> [Aim of the task]:
Render every line of the entries below as a Markdown table with two columns, Row and Line, numbering each row in order and omitting blank lines.

******

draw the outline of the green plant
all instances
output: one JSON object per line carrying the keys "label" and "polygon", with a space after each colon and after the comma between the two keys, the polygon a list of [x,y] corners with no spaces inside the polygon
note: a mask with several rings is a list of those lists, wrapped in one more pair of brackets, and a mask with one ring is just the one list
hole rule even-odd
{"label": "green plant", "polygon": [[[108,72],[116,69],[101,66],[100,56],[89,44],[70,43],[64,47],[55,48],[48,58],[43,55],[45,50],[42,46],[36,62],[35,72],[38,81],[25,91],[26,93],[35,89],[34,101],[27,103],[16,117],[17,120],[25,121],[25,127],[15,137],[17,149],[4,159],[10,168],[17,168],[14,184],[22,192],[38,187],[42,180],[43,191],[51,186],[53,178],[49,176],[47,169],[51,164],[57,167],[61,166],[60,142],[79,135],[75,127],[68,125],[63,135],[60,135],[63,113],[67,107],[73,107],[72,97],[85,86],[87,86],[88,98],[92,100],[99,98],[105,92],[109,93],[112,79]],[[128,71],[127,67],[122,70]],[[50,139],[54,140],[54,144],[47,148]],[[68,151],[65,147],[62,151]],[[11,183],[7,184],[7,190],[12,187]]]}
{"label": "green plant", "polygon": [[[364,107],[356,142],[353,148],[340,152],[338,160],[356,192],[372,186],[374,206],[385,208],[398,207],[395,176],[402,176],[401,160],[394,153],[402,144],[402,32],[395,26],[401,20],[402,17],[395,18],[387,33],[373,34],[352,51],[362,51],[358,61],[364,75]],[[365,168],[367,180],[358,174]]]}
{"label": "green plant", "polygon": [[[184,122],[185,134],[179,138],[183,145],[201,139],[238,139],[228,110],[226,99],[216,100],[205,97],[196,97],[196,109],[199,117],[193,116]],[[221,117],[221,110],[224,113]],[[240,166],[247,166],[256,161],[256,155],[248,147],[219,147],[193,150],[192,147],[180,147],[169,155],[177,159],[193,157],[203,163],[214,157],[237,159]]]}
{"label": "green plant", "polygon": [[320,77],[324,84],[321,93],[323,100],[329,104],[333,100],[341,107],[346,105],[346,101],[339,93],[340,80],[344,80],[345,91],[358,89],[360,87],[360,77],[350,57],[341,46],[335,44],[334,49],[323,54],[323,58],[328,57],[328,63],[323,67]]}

******

> [Task result]:
| Row | Line |
|---|---|
| 1 | draw the outline of the green plant |
| 2 | all instances |
| 3 | output: one JSON object per line carrying the keys "label" and "polygon", with a space after each colon and after the comma between the two keys, the polygon a list of [x,y] corners with no spaces inside the polygon |
| 4 | note: a mask with several rings is a list of those lists, wrapped in one more pair of brackets, and a mask with one ring is just the one list |
| 5 | hole rule even-odd |
| 6 | {"label": "green plant", "polygon": [[[108,72],[116,69],[101,66],[100,56],[89,44],[70,43],[64,47],[55,48],[48,58],[43,55],[45,50],[42,46],[36,62],[35,72],[38,81],[25,91],[26,93],[35,89],[34,101],[27,103],[16,117],[17,120],[25,121],[25,127],[15,137],[17,149],[4,159],[10,168],[17,168],[14,184],[22,192],[38,187],[42,180],[43,191],[51,186],[53,178],[49,176],[47,169],[51,164],[57,167],[61,166],[60,142],[79,135],[75,127],[68,125],[63,135],[60,135],[63,113],[67,107],[73,107],[72,97],[85,86],[87,86],[88,98],[92,100],[99,98],[105,92],[109,93],[112,79]],[[128,71],[127,67],[122,70]],[[50,139],[54,140],[54,144],[47,148]],[[68,151],[65,147],[62,151]],[[11,183],[7,184],[7,190],[12,187]]]} |
| 7 | {"label": "green plant", "polygon": [[[364,107],[356,142],[353,148],[340,152],[338,160],[356,192],[372,186],[374,206],[385,208],[398,207],[395,176],[402,176],[401,160],[394,153],[402,144],[402,32],[395,26],[401,20],[402,17],[395,18],[387,33],[373,34],[352,51],[362,51],[358,61],[364,75]],[[365,168],[367,180],[358,174]]]} |
| 8 | {"label": "green plant", "polygon": [[[184,122],[185,134],[179,138],[183,145],[201,139],[238,139],[228,110],[226,99],[216,100],[205,97],[196,97],[196,109],[199,117],[193,116]],[[221,117],[221,110],[224,113]],[[240,166],[247,166],[256,161],[256,155],[248,147],[219,147],[193,150],[192,147],[180,147],[169,155],[177,159],[193,157],[203,163],[214,157],[237,159]]]} |
| 9 | {"label": "green plant", "polygon": [[320,77],[324,84],[321,93],[323,100],[329,104],[333,100],[341,107],[346,105],[346,101],[339,93],[340,80],[344,80],[345,91],[358,89],[360,87],[360,77],[350,57],[341,46],[335,44],[334,49],[323,54],[323,58],[328,57],[328,63],[323,67]]} |